_GIVEN PASSAGE_
Well, Louis was right! Solitaire is an oasis with ice cold beer and wifi hovering around invisibly under cool, shady thatch. It’s owned, I was told by an American in a wheelchair, by his Dad. He represented USA in wheelchair basketball at the paralympics. I think that’s what I was told by him and his wife in the spacious cool shady pub. I do know they dish up just the right kind of fuel, food, beer and wifi that you need on a road trip, so it’s a popular spot. Also, it’s a long way to the next places to chill, and those don’t do these essentials quite as well.
So I pulled into a lovely campsite for the night, which became three nights cos who wants to leave?
Views around, and a small flock of quelea flying past. Sociable Weavers in camp – here’s one of their communal nests some distance south of Solitaire, nearer Helmeringhausen.
– another Ford bakkie salutes mine as I leave Solitaire – mine’s the white one –
Notice the Morris Eight open-top 2-door tourer in the feature pic?
I paid and moved on after posing a big challenge to Swamp Stop’s sewerage system. I’d cooked wors, pap, steak and chicken high sosaties and it took two flushes to get rid of it. Did I say cooked? I mean eaten. Cecelia had cooked it. Also potatoes in foil, butternut and a salad. Her broad beam and broad smile had convinced me immediately that her offer of supper would surpass my intended cold baked beans straight outa the tin. And it did, it was delicious. I recommend the meals on offer at Sepupa Swamp Stop! At 200P it was quite expensive, but they have to source it, fetch it, store it, cook it, serve it, so I was happy to pay. No schlep, no washing up and way more variety and quantity that I would have had. Yum!
Two misbehaving teenage fishermen Peter and Ken (ages 75 and 79) were camped next to me the two nights I was there. I tried to get them to behave, but would they listen? Constant gin, beer, wine and tall tales of the bream they were going to catch. Next time. They did catch some fine tigers and barbel, and they poured a good gin, it must be said. But the bream remained promises while I was there.
They told frightening tales of the terrible A35 north road after I had said the road was fine. ‘No it’s not!’ said these drivers of a new Discovery, ‘It’s a nightmare! We couldn’t even go 70 / 75 towing this Conqueror off-road trailer!’ OK, I said, I admit I usually cruise slower than that, and no trailer; So the road was fine for me. Also, I was driving a 2007 Ford Ranger! They made the obligatory groans that all envious okes seem to do when I mention this fact. Always amazes me when Landrover victims think they know about things automotive.

_GIVEN INSTRUCTION A_
In the road trip account, swap "bream" for "carp" and write out the passage from "Two misbehaving teenage" up to and including "while I was there.".
_GIVEN INSTRUCTION B_
Condense the paragraph of the road trip account that begins "They told frightening tales" into a short bulleted list that keeps its main facts.
_GIVEN INSTRUCTION C_
Go on with the road trip account from the point where it stops.
You won't need the listing after this text for anything.

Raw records
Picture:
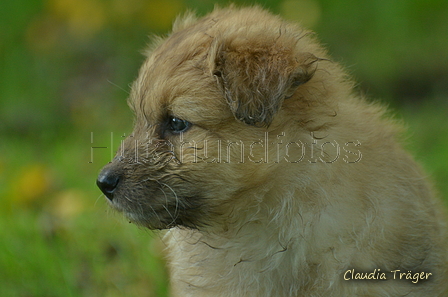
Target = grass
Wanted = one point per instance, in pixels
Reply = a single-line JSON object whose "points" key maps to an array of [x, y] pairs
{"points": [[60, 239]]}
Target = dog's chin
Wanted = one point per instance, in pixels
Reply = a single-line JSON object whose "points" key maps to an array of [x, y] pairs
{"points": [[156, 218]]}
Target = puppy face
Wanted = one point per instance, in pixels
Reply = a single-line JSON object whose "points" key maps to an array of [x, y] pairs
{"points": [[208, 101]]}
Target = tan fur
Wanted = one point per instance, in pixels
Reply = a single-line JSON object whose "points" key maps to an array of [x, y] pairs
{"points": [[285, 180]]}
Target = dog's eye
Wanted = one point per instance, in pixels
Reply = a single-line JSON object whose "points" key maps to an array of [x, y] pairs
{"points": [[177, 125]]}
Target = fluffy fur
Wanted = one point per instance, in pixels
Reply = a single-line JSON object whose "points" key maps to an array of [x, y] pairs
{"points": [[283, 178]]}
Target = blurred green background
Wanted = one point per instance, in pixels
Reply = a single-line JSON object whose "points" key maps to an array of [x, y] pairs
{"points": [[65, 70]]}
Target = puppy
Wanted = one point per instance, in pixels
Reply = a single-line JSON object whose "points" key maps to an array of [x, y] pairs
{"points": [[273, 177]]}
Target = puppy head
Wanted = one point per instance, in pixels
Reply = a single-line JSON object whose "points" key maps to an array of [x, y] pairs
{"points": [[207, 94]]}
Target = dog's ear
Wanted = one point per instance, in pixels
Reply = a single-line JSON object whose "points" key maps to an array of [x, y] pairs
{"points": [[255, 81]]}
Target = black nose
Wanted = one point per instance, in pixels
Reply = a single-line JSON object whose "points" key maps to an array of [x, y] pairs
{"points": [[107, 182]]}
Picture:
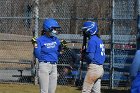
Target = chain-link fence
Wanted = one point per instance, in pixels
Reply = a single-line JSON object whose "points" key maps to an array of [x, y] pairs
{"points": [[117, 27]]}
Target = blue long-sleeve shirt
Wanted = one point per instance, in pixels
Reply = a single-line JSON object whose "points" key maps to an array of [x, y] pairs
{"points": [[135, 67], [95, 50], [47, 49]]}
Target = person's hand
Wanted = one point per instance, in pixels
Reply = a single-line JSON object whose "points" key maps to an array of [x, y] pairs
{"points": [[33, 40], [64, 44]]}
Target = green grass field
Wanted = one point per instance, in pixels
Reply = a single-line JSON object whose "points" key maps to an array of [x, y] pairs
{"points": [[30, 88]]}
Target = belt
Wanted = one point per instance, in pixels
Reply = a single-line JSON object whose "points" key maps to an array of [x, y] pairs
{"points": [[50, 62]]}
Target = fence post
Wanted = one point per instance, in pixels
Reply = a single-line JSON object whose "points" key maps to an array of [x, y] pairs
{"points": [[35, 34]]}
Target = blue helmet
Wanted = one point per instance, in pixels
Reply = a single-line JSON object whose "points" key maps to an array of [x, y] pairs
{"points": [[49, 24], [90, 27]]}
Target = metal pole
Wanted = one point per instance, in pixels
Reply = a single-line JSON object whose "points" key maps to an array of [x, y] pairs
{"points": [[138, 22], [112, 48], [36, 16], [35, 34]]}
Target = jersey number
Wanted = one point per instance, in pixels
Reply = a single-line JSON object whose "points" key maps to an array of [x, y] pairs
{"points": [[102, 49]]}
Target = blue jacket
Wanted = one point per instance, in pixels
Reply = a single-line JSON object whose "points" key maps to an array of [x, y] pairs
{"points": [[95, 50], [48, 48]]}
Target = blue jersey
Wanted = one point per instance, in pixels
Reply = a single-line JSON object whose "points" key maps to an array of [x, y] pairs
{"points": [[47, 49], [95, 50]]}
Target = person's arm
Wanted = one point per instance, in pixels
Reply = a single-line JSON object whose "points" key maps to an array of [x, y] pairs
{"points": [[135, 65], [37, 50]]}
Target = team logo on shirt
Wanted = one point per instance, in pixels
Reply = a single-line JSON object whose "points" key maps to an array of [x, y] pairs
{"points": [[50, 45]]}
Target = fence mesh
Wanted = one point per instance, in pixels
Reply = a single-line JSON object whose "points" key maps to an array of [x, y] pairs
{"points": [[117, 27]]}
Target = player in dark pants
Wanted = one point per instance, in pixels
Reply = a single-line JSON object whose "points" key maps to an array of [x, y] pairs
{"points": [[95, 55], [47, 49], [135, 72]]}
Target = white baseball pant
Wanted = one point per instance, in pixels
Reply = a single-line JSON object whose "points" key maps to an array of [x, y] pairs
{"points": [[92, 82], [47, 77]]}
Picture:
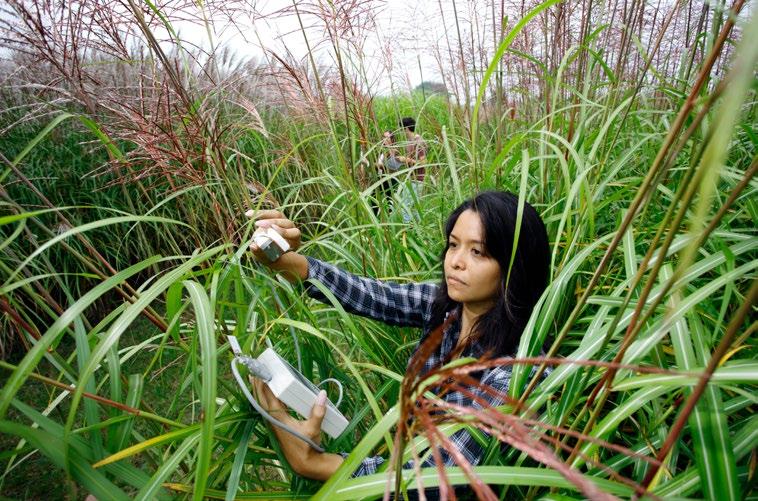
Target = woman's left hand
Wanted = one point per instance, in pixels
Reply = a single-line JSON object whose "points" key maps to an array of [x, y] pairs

_TASK RESULT A_
Two misbehaving teenage fishermen Peter and Ken (ages 75 and 79) were camped next to me the two nights I was there. I tried to get them to behave, but would they listen? Constant gin, beer, wine and tall tales of the carp they were going to catch. Next time. They did catch some fine tigers and barbel, and they poured a good gin, it must be said. But the carp remained promises while I was there.

_TASK RESULT B_
- After the writer said the A35 north road was fine, the two fishermen described it as terrible.
- They drove a new Discovery and said they couldn't even go 70 / 75 while towing a Conqueror off-road trailer.
- The writer usually cruises slower than that and had no trailer, so the road was fine for the writer.
- The writer was driving a 2007 Ford Ranger, and the two made the obligatory envious groans at this.
- The writer is always amazed when Land Rover drivers think they know about things automotive.

_TASK RESULT C_
When I left camp after breakfast (Cecelia’s scrambled eggs on toast) I thought, Can 154 Years of Experience be wrong? so I decided to dodge the now dreaded, newly notorious A35 and get to Nxamasere off the grid, taking a sand road parallel and nearer the Okavango’s western-most channel. ‘You can’t go that way!’ they told me in Sepupa village but I read somewhere, “All Roads Lead to Nxamasere,” so I felt confident. I think that’s what it said.
And I was right. It was a magic little bush track, smooth sand mostly, and winding along merrily, scratching my pristine 15yr-old paintwork only occasionally. After an hour I stopped for a pee in the cool shade of a magnificent Knob Thorn.
– so two magnificent knobs there then –
At times the road did seem to peter swanie out a bit, but it would re-appear, and every now and then blue concrete beacons marked ‘WP’ would appear reassuringly. I thought, If this route goes to Western Province I’m sure it goes through Namibia, and Nxamasere will be en route.
At Kajaja health post two men were building a house right on the road. They gave me a smile and a big wave so I asked them (quickly trying, but failing, to ask them a question that could not be answered ‘YES’).
‘NO,’ they said, You cannot get to Nxamasere this way, you have to take the tar road.’ OK, thanks, I said, I’m sure you’re right, but I am going to try. I’ll see you back here if I fail, to admit to you: You Were Right. They thought that was helluva funny. I started to move off and one said, ‘Wait! Let me ask Our Father.’ I bowed my head and closed my eyes but he meant his earthly father who was sitting on a chair under a shady tree behind the house they were building. ‘Dad!’ he shouted in fluent seTswana, ‘Can one get to Nxamasere this way? There’s an ancient white-haired goat here who is determined not to drive on tar.’ No, said our father, There is no way to Nxamasere that way. ‘Our father says No, there is no way to Nxamasere that way,’ said my man. OK, I said, I’m sure he is right, so I will come back if I get stuck and I will say to him, I admit: You Were Right.
The road meandered on vaguely northwards, maybe a bit more overgrown and a touch less confidently, but on it meandered nevertheless, with an occasional detour and only one bit of gardening needed where a tree had fallen across and needed a bit of branch breaking, a rope and a backward tug to make a gap. It was surrounded by elephant droppings so maybe those pachyderm foresters had felled it. Still a smooth sandy track, no corrugations, hard enough to not deflate my tyres; occasionally a patch of calcrete which made me think maybe this was the old great north road before the A35? Second gear 30kmh; Third gear 40kmh at times.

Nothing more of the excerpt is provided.